**Excerpt provided**
···

There were lockdowns because in the beginning the medical community was scared s***less.  Hindsight is 20/20.


----------



## CarolfromTX (Feb 5, 2022)

Judycat said:


> There were lockdowns because in the beginning the medical community was scared s***less.  Hindsight is 20/20.


Of course. But when it clearly didn’t work the first time, they did it again in some states.  And again. Because it became more about compliance than about the disease.


----------



## win231 (Feb 5, 2022)

Lockdowns were used to coerce people into getting vaccines.  
_"Get vaccinated, or else we'll have more lockdowns."
"Get vaccinated so we can get back to normal."_


----------



## suds00 (Feb 5, 2022)

lockdowns are sop when dealing with diseases that are transmitted .they are not used to coerce people into getting the vaccine.


----------



## win231 (Feb 5, 2022)

suds00 said:


> lockdowns are sop when dealing with diseases that are transmitted .they are not used to coerce people into getting the vaccine.


Really?  We've had many other transmittable diseases.  I've been here 69 years & never experienced any lockdown.


----------



## suds00 (Feb 6, 2022)

people have been quarantined for infectious diseases for years .lockdowns are effective tools to stop the spread of disease. i've been here 72 years and see the benefits of lockdowns. we don't want viruses to run rampant through the populace.


----------



## win231 (Feb 6, 2022)

suds00 said:


> people have been quarantined for infectious diseases for years .lockdowns are effective tools to stop the spread of disease. i've been here 72 years and see the benefits of lockdowns. we don't want viruses to run rampant through the populace.


Lockdowns didn't help during Covid; more cases were reported during the lockdown than after it.


----------



## StarSong (Feb 6, 2022)

win231 said:


> Lockdowns didn't help during Covid; more cases were reported during the lockdown than after it.


The US didn't have true lockdowns.  Parts of China absolutely did.  Same with at least parts of Italy.  Some other countries, too.  I'm talking law enforcement on the corners stopping people from walking their dogs type lockdowns. 

But the US? Not hardly. We were "lockdown light" even at our strictest, and many states didn't follow those guidelines. Never were Americans restricted from walking our neighborhoods, driving anywhere we chose, going to stores that sold food (convenience stores included) or medicine, and pretty quickly we were able to get take-out food and beverages (including alcohol).

Domestic air travel continued, though few took advantage. Large gatherings were supposed to stop, but many areas didn't follow those guidelines (Sturgis and the Ozarks come immediately to mind).

A fairer look at how well lockdowns work against virus spread and mortality rates would have included Italy and China, where actual lockdowns occurred.  Also AU and NZ, where their borders were locked down against those who might have brought it in.  

Before anyone jumps on me, please understand I'm not suggesting it would have been appropriate or workable for the US to have gone into serious lockdown mode.  I'm merely pointing out that we did not.

···

**Data shown**
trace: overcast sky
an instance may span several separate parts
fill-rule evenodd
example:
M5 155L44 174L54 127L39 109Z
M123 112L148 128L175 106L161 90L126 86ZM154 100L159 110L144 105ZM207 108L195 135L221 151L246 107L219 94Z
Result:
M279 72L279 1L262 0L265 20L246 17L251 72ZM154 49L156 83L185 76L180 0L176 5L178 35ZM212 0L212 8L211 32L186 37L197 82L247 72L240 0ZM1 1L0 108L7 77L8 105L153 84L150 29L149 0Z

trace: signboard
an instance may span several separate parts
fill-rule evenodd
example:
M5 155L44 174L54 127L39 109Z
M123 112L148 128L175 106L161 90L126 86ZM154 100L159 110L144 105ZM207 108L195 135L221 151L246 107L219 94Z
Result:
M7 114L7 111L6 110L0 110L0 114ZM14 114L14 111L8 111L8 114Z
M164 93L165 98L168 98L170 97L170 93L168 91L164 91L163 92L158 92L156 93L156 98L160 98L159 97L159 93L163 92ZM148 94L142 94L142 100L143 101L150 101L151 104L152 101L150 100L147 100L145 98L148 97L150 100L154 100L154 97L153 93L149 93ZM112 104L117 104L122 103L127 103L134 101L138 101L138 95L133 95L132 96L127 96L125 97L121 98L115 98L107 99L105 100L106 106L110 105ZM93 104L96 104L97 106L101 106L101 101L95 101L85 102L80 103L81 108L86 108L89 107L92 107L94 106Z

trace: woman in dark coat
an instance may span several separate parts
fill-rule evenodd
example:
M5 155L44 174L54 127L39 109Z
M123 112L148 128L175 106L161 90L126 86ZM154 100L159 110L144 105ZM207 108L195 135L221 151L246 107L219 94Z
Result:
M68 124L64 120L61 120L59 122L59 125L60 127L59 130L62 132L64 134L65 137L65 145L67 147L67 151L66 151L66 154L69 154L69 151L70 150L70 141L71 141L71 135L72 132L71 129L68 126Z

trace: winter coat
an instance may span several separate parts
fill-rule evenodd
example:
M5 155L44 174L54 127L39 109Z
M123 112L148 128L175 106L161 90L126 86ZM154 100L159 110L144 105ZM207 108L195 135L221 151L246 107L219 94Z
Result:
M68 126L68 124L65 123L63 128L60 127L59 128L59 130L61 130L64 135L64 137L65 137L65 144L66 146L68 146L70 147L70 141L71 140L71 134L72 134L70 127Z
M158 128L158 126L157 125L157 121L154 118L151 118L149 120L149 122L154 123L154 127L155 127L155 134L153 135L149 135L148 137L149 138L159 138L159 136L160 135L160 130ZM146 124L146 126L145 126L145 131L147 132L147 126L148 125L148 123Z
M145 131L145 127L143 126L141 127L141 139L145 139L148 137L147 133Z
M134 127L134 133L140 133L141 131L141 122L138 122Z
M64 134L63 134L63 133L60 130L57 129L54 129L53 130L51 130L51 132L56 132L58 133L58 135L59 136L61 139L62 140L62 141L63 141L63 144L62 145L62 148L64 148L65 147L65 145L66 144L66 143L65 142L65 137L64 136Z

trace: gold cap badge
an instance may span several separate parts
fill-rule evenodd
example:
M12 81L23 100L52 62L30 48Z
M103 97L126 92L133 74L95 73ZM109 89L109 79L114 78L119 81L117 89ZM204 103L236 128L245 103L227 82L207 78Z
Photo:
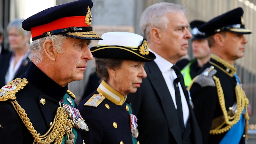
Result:
M91 10L89 7L87 8L87 14L85 16L85 23L88 26L90 26L92 17L91 16Z

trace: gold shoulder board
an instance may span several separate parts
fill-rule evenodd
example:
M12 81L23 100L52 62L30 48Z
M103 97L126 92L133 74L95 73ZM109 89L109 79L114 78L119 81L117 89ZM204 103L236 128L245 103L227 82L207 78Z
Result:
M102 94L94 94L83 105L97 107L101 103L105 98L105 96Z
M28 83L27 79L25 78L17 78L9 82L0 89L0 102L15 100L16 93L24 88Z

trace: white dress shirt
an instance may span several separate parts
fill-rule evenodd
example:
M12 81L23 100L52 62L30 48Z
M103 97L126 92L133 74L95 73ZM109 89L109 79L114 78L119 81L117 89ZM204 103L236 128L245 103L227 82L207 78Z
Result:
M174 71L174 70L171 68L173 65L173 64L151 50L150 50L150 51L155 54L157 57L157 58L154 61L157 64L162 73L162 74L164 77L164 78L165 79L165 83L166 83L166 85L167 85L167 87L169 89L169 91L171 94L175 108L177 109L177 106L176 102L175 91L174 90L173 81L176 78L177 78L177 76ZM181 100L184 125L186 127L189 115L189 110L188 104L185 97L184 92L182 90L181 84L179 83L178 85Z

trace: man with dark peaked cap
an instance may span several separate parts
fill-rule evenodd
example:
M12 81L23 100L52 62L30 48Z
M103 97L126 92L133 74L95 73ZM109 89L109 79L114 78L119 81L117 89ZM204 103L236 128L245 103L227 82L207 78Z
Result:
M202 72L190 90L194 110L204 143L245 143L249 100L236 73L236 60L244 56L248 42L244 11L238 7L202 25L212 51Z
M200 74L198 72L211 58L211 49L204 33L198 30L198 28L205 22L195 20L189 24L192 29L191 46L193 56L195 58L191 61L181 70L183 75L185 86L189 86L192 79ZM177 63L176 65L178 64Z
M47 9L24 20L33 41L26 73L0 89L1 143L83 143L88 130L68 84L80 80L88 45L102 40L92 31L91 0Z

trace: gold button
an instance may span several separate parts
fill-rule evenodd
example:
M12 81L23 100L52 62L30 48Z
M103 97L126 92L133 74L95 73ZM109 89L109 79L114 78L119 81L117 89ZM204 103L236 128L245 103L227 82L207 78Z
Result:
M130 109L129 108L129 106L127 105L126 105L126 106L125 106L125 108L126 109L126 110L127 111L129 111L129 110Z
M113 123L113 126L115 128L116 128L117 127L117 124L116 122L114 122Z
M41 105L44 105L45 104L45 99L43 98L42 98L40 99L40 103Z
M109 107L109 106L107 104L105 104L105 106L108 109L109 109L110 108L110 107Z

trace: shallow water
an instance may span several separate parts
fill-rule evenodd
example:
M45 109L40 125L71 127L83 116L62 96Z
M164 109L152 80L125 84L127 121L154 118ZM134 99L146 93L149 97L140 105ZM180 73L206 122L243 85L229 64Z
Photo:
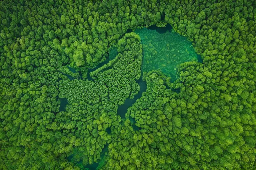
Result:
M135 32L142 44L143 71L160 70L173 82L177 78L179 64L192 61L202 62L192 42L176 33L169 24L162 28L151 26Z

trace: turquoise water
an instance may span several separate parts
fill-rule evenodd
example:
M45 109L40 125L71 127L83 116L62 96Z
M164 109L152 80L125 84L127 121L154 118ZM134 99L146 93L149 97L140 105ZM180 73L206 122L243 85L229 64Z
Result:
M175 32L169 25L138 29L135 32L142 44L143 71L160 70L173 81L177 79L179 64L186 61L202 62L192 42Z
M147 72L153 70L160 70L166 75L171 77L171 80L173 81L177 77L177 70L179 64L191 61L202 62L200 56L195 51L192 43L185 37L174 32L169 25L161 28L152 26L147 29L137 29L135 32L140 37L143 52L142 64L141 68L141 77L136 81L140 88L137 94L132 98L127 99L123 105L118 106L117 115L120 116L122 119L126 118L125 114L127 113L128 108L141 97L143 92L146 91L147 84L142 79L143 71ZM111 48L109 51L109 56L104 61L100 63L95 68L88 70L87 80L94 81L90 76L90 73L107 64L114 58L117 54L116 48ZM72 73L76 72L74 68L69 67L68 68ZM80 78L82 79L82 73L81 72L79 72ZM176 92L178 92L179 89L177 89L177 91ZM65 107L68 104L67 100L65 98L60 100L60 111L65 111ZM134 119L126 118L130 119L131 125L134 130L141 129L135 125L136 121ZM107 131L108 134L111 132L110 128L107 129ZM101 154L100 161L98 163L94 162L91 165L87 164L85 166L82 163L82 159L78 162L75 160L74 156L77 154L75 151L74 152L73 154L68 159L69 162L73 162L83 169L99 169L104 164L106 156L105 152L107 149L106 145Z

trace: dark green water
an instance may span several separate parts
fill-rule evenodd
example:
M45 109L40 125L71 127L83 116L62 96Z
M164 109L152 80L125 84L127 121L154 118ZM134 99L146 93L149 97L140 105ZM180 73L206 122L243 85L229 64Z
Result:
M131 31L131 30L128 30ZM127 99L124 103L118 106L117 115L122 119L125 118L125 114L127 113L128 108L132 106L137 99L140 98L144 92L147 89L146 82L142 79L142 73L153 70L159 70L167 76L171 78L173 81L177 78L177 68L179 64L186 61L196 61L202 62L201 56L197 54L192 46L192 43L186 39L175 33L169 24L165 27L159 28L155 25L152 26L148 28L143 28L137 29L135 33L138 34L141 39L143 50L143 58L142 65L141 68L141 77L136 81L140 86L140 90L138 93L134 97L131 99ZM100 63L95 68L89 70L87 72L87 79L93 81L90 73L102 67L114 59L117 55L117 49L116 47L110 48L109 51L109 57L104 61ZM76 73L74 68L68 67L69 69L72 73ZM80 77L82 79L82 74L79 71ZM73 79L73 77L69 77ZM180 89L173 90L178 93ZM60 111L65 111L65 107L68 104L66 99L60 99L61 101ZM129 118L131 125L135 130L139 130L140 128L135 125L136 121L134 119ZM111 132L110 128L107 129L107 132ZM105 152L107 150L106 145L104 146L101 154L101 159L99 163L94 162L91 165L87 164L84 166L82 161L76 162L76 164L83 169L95 170L99 169L104 165L106 156ZM70 162L73 162L73 157L76 153L74 152L68 159Z
M90 69L88 70L87 73L87 79L88 80L93 81L93 79L91 77L90 75L90 73L94 71L98 68L101 67L104 65L108 63L110 60L114 59L118 54L117 52L117 48L113 47L110 48L108 52L108 57L107 58L106 60L103 62L99 63L97 67L92 69Z
M68 99L66 98L60 98L60 105L59 109L60 112L66 112L66 106L68 104Z
M106 156L106 152L107 151L107 145L105 145L100 154L101 159L98 163L94 162L93 163L90 165L88 163L87 165L84 166L83 164L82 154L80 153L75 149L74 149L73 151L73 154L68 157L68 160L69 162L75 163L76 165L79 167L81 169L85 170L99 170L104 165ZM78 155L79 155L80 156L79 157L80 157L80 158L78 158L78 160L79 160L79 159L80 159L80 160L78 161L77 161L77 158L76 158ZM87 158L86 158L86 159Z

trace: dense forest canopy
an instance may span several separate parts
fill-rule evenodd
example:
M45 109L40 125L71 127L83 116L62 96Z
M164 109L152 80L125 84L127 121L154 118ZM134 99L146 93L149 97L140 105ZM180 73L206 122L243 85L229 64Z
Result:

···

In the lockdown thread, please name the two places StarSong cites as areas that didn't follow the guidelines against large gatherings.

Sturgis and the Ozarks.